* _EXERCISE REQUIREMENTS_
Write out everything from the start of the entries below down to the line containing "[(49, 398)]", both ends included, with no changes. Leave the pictures out of your answer.

* _RECORDS FOR THE TASK_
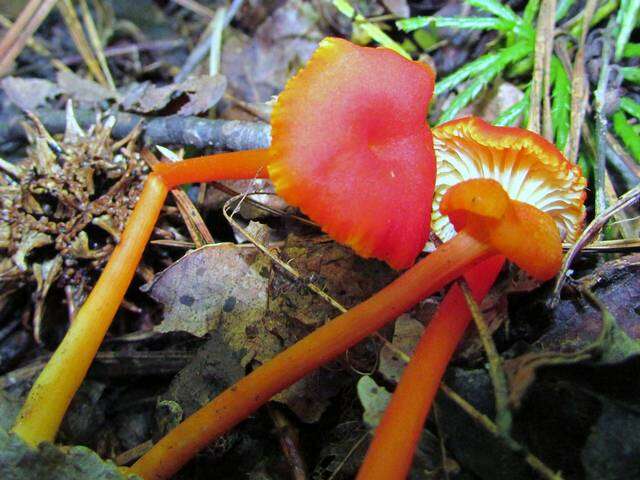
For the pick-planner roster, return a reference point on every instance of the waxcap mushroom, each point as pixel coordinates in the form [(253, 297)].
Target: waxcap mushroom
[(529, 168), (351, 148)]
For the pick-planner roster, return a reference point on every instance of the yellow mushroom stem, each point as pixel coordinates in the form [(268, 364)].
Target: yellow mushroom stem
[(49, 398)]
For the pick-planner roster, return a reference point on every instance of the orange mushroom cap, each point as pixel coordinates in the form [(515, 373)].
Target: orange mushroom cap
[(529, 168), (351, 148)]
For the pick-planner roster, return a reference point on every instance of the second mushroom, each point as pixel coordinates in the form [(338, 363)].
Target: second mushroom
[(514, 192)]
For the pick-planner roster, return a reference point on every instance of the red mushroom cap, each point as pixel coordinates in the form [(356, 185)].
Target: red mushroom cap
[(351, 148)]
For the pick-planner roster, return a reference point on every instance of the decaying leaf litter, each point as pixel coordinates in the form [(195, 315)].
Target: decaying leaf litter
[(104, 81)]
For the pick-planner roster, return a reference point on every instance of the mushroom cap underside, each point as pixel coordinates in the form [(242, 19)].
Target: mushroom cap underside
[(529, 168)]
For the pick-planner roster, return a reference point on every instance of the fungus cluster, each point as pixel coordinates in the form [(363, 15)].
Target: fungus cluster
[(355, 154)]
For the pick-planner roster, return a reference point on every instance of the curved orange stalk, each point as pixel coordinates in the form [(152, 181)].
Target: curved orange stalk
[(49, 398), (405, 415), (527, 236), (236, 403), (338, 139)]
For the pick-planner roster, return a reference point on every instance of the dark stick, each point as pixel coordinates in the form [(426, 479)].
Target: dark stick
[(172, 130)]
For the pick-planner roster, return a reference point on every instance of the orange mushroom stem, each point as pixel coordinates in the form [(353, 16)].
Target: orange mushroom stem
[(533, 171), (349, 152), (233, 405), (479, 207), (404, 418), (50, 395)]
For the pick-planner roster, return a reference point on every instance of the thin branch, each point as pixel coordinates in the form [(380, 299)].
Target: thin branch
[(588, 234), (172, 130)]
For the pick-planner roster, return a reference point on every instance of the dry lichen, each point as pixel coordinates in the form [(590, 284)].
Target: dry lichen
[(63, 208)]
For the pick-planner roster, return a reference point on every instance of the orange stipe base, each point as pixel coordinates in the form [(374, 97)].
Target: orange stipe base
[(42, 412), (52, 392), (526, 235), (405, 415), (236, 403)]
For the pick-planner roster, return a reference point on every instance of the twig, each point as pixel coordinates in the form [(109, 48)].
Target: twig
[(132, 48), (133, 453), (204, 44), (588, 234), (172, 130), (628, 169), (198, 230), (504, 418), (579, 88), (351, 451), (13, 42), (70, 18)]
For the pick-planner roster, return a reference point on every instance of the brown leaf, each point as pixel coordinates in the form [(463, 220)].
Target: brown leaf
[(81, 89), (235, 292), (217, 287), (257, 67), (203, 93)]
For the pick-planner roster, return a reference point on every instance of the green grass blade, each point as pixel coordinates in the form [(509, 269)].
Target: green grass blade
[(626, 133), (481, 64), (468, 23), (604, 11), (470, 93), (627, 16), (530, 11), (482, 79), (495, 8), (631, 107), (475, 67), (631, 50), (509, 117), (371, 29), (563, 8), (561, 103)]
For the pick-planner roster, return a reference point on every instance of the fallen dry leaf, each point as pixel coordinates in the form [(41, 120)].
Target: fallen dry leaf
[(235, 292)]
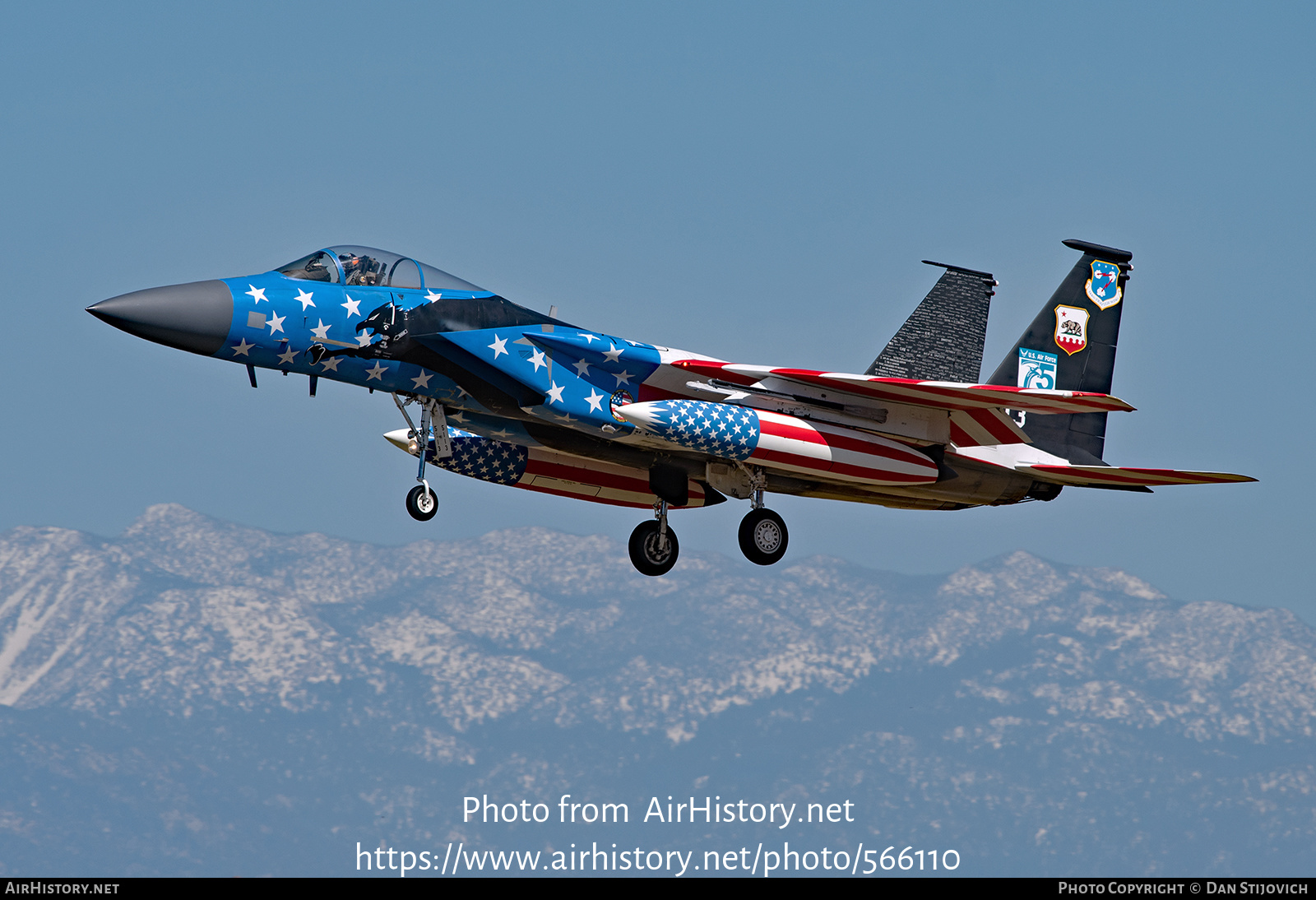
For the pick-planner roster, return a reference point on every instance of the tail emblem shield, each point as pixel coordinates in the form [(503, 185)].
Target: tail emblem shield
[(1103, 289), (1037, 369), (1070, 329)]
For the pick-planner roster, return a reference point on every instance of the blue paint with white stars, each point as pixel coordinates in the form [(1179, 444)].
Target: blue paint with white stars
[(717, 429)]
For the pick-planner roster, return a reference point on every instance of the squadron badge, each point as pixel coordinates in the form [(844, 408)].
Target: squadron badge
[(1037, 369), (1070, 329), (1103, 289)]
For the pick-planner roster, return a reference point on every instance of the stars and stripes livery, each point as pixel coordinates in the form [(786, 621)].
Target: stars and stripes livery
[(533, 401)]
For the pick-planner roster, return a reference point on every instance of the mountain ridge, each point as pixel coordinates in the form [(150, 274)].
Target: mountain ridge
[(528, 662)]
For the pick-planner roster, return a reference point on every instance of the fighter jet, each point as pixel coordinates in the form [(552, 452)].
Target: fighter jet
[(519, 397)]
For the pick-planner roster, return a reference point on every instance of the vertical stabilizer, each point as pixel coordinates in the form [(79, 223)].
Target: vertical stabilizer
[(943, 341), (1070, 346)]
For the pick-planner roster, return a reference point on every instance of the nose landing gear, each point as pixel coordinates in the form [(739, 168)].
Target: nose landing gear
[(653, 545), (421, 502)]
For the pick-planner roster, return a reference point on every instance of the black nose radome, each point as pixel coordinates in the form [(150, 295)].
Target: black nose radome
[(186, 316)]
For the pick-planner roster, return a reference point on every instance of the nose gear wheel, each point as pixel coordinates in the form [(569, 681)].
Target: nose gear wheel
[(763, 537), (421, 503)]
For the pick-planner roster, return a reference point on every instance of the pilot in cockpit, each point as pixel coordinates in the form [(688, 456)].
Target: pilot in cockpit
[(359, 270)]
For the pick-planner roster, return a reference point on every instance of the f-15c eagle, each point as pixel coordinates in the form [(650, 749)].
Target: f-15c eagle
[(523, 399)]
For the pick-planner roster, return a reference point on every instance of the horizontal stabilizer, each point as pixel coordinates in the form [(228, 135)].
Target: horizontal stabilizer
[(1116, 476)]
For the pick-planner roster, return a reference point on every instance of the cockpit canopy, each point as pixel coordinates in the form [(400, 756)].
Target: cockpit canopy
[(370, 267)]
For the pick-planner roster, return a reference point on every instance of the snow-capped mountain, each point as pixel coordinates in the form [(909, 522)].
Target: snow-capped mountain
[(194, 696)]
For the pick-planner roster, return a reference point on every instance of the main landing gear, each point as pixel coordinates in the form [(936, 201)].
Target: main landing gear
[(653, 545), (762, 536)]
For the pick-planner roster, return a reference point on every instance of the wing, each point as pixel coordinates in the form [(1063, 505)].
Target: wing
[(977, 412), (938, 395), (1125, 476)]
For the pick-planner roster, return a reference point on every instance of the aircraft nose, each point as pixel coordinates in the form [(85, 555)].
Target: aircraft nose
[(194, 318)]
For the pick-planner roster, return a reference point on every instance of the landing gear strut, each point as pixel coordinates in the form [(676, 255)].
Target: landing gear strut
[(653, 545), (421, 502), (762, 533)]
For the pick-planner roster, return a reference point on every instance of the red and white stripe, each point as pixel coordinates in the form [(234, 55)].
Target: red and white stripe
[(985, 428), (590, 479), (938, 395), (1128, 476), (795, 445)]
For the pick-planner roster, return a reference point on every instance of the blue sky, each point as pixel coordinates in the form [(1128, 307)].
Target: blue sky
[(749, 180)]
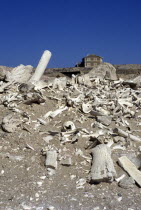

* _EXPECTED OUTPUT_
For the pick-planner roster, return a reference point on every instance of the waxcap mushroom, each point as pixel coordinates in the form [(253, 297)].
Target: waxcap mushroom
[(529, 168), (351, 148)]
For the pick-planner roster, return a reference point on every instance of the yellow mushroom stem, each point as pixel coordinates in the form [(268, 364)].
Target: yellow mushroom stem
[(49, 398)]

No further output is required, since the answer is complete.